(Dataset entries)
● ● ●
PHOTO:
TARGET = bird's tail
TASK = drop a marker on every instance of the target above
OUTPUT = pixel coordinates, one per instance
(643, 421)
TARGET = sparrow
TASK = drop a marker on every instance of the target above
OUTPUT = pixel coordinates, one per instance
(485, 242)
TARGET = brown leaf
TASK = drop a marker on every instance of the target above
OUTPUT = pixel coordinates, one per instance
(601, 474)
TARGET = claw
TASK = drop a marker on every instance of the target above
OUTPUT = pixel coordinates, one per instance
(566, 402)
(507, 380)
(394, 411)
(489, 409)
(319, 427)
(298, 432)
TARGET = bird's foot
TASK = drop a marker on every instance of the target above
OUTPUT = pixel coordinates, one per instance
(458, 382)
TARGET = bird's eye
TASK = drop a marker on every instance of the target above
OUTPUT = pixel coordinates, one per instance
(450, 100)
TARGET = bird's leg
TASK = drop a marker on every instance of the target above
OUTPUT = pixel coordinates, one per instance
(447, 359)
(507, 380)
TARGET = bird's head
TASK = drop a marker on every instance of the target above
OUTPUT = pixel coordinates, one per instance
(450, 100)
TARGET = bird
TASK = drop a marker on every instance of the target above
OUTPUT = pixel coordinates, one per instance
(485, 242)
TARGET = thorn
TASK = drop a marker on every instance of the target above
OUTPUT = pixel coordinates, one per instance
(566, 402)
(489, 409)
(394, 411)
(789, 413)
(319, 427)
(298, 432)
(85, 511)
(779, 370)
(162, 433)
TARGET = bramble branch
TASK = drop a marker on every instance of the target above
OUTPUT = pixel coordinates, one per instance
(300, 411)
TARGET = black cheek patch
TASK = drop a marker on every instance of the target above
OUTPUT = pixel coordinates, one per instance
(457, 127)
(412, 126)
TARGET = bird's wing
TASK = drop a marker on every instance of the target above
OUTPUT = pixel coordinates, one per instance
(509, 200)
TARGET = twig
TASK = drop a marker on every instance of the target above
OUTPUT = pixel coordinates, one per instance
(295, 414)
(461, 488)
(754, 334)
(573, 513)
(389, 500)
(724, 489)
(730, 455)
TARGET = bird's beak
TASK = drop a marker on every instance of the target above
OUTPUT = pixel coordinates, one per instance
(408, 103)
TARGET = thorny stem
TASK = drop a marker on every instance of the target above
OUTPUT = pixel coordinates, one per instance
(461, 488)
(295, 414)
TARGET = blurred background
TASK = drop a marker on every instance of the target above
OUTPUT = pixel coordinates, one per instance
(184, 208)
● ● ●
▸ **Description of the task**
Reproduce every line from the one containing "TARGET = bird's beak" through the end of the records, requests included. Adjust each pixel coordinate in the answers by -7.

▸ **Written reply**
TARGET = bird's beak
TASK = drop a marker on every instance of the target above
OUTPUT = pixel coordinates, one per instance
(401, 96)
TARGET = thorny stem
TASK = drop a marker on every instance of the target above
OUTPUT = pixel coordinates, one per instance
(454, 481)
(288, 407)
TARGET = blurred background
TASK = drop a marker on every instance of the target above
OUTPUT = pixel coordinates, one per instance
(177, 201)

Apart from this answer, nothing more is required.